━━━━━ Text segment ━━━━━
CQ WEEKLY – VANTAGE POINT
July 21, 2008 – Page 1952

Presidential Campaigns Compete for the Military Vote

The war is on for the soldier vote. As part of his whirlwind foreign tour this week, Democratic Sen. Barack Obama travels to Iraq and Afghanistan to work on his national security credentials and shake hands with the troops in his second visit to the region. Republican Sen. John McCainhas been there eight times, most recently in March. He’s also a Vietnam War hero with a son who served with the Marines in Iraq.

Behind the scenes, the parties are engaged in a campaign maneuver that they hope will give them an edge with the armed forces on Nov. 4. In Congress, for instance, Democrats and Republicans competed to pass legislation that would help those in the military and military veterans, such as increased pay, health benefits and education allowances.

Republicans think that despite the divisions caused by the war, they still might have an Election Day edge with members of the armed services, who tend to be more conservative than the rest of the country. And so the GOP wants to ensure that every last person in uniform overseas has an opportunity to vote.

The House GOP whip, Roy Blunt of Missouri, introduced legislation this month that would push the Defense Department to get registration materials more promptly to active-duty soldiers, sailors, airmen and Marines. He said that the Pentagon has been lax about meeting deadlines for getting information to the troops and coordinating with state officials. Blunt’s legislation is meant to complement other Republican efforts, including bills by Rep. Kevin McCarthy of California and Sen. John Cornyn of Texas that would require the Pentagon to get absentee ballots back to the states more quickly.

The Defense Department’s inspector general reported that in the run-up to the 2006 midterm election, only 40 percent of armed services members reported having received voter information. “We’re just trying to build some pressure here on the Department of Defense to do its job,” said Blunt.

Though the military vote went strongly for President Bush’s re-election in 2004, “Whether they will still be Republican this year when substantial numbers of military members come out to vote is a totally unknown question,” Blunt said.

Democrats, meanwhile, are putting a great deal of effort into winning over military veterans, and they are trying to get the Veterans Affairs Department to lift a ban on voter registration drives at VA facilities that was imposed in May, a week after hospital managers were told that the department’s general counsel would review requests for registration drives. The chairman of the Senate Veterans’ Affairs Committee, Hawaii Democrat Daniel K. Akaka, along with fellow Democrats Dianne Feinstein of California and John Kerry of Massachusetts, wrote VA Secretary James B. Peake this month to urge him to reconsider. “Veterans receiving care at VA facilities risked life and limb to defend the freedoms we enjoy, including the right to vote,” they wrote.

Peake wrote back that he thought registration drives would leave his workers vulnerable to violations under the Hatch Act barring partisan political activities by federal employees.
━━━━━
- _Tasks for this exercise_:
**A.** In the military vote article, what share of armed services members reported having received voter information before the 2006 midterm election?
**B.** Please reproduce the part of the military vote article that opens with the words containing "CQ WEEKLY –" and closes with "and education allowances.".
━━━━━ Given records ━━━━━
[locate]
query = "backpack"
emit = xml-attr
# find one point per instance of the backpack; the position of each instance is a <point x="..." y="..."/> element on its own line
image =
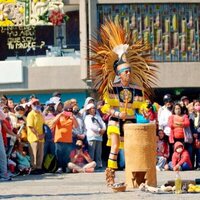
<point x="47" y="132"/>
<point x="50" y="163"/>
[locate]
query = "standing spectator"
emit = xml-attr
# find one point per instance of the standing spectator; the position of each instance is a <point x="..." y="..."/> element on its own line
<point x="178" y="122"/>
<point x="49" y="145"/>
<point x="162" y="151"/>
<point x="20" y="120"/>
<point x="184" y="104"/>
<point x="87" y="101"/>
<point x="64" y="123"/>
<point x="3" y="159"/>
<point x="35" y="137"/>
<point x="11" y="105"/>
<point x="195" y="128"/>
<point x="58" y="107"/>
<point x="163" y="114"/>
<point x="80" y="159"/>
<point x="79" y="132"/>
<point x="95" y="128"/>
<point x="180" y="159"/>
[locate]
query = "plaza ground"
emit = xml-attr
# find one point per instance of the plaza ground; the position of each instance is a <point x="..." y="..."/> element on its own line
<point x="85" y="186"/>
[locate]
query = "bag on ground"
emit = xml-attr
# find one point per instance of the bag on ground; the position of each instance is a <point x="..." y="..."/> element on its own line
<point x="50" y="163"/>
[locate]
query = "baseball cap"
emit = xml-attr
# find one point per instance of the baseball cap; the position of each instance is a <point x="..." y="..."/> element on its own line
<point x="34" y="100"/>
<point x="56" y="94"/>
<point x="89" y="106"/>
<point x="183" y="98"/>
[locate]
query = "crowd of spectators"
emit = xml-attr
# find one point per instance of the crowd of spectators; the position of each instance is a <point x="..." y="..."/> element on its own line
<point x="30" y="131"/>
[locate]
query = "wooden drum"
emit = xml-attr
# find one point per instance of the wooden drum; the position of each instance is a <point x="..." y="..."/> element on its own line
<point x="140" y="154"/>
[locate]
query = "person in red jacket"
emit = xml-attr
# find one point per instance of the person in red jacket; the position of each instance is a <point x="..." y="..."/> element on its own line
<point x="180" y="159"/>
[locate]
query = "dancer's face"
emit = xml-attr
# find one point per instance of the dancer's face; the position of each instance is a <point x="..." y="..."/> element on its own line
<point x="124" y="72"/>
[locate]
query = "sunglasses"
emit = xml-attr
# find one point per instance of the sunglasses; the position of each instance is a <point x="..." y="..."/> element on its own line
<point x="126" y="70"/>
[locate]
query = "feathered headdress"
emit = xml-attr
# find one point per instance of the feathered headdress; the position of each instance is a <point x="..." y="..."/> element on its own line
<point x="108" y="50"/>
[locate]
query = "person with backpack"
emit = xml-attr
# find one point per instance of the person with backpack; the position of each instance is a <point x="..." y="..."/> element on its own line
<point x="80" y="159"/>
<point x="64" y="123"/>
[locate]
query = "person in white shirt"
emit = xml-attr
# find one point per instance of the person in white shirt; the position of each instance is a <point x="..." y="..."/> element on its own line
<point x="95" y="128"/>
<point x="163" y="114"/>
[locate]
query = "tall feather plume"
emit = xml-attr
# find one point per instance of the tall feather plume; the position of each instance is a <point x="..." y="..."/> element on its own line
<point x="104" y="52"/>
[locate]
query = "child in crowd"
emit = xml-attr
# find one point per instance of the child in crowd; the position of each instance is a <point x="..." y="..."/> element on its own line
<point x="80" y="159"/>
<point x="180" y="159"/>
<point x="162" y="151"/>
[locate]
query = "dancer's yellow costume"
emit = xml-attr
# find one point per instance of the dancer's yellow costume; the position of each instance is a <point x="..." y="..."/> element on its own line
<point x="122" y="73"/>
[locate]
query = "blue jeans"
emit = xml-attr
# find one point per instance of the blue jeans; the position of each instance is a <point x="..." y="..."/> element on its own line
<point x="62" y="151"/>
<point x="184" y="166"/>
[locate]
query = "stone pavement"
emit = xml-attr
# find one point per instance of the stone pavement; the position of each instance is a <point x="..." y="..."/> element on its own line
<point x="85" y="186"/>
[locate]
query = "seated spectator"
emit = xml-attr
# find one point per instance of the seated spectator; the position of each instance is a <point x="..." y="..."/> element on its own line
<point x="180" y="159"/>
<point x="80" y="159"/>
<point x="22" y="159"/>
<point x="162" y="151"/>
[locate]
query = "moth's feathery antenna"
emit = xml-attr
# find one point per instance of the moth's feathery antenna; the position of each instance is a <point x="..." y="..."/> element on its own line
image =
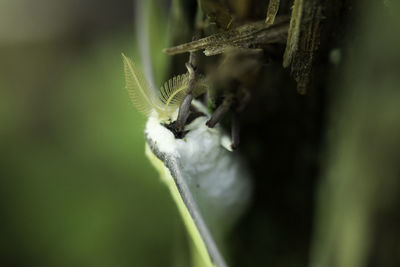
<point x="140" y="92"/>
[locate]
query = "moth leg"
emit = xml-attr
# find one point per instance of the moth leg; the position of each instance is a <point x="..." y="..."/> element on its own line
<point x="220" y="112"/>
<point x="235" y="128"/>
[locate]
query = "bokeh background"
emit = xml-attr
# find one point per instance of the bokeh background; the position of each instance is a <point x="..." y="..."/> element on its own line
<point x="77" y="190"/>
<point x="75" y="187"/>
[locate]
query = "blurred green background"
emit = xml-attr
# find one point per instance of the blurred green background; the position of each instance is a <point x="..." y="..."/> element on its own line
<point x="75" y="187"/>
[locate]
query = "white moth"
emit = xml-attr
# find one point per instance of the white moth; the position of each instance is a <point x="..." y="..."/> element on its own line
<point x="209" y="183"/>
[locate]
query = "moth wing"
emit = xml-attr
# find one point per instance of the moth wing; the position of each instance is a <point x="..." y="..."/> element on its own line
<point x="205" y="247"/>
━━━━━
- _Responses to the tasks_:
**A.** Only 40 percent.

**B.**
CQ WEEKLY – VANTAGE POINT
July 21, 2008 – Page 1952

Presidential Campaigns Compete for the Military Vote

The war is on for the soldier vote. As part of his whirlwind foreign tour this week, Democratic Sen. Barack Obama travels to Iraq and Afghanistan to work on his national security credentials and shake hands with the troops in his second visit to the region. Republican Sen. John McCainhas been there eight times, most recently in March. He’s also a Vietnam War hero with a son who served with the Marines in Iraq.

Behind the scenes, the parties are engaged in a campaign maneuver that they hope will give them an edge with the armed forces on Nov. 4. In Congress, for instance, Democrats and Republicans competed to pass legislation that would help those in the military and military veterans, such as increased pay, health benefits and education allowances.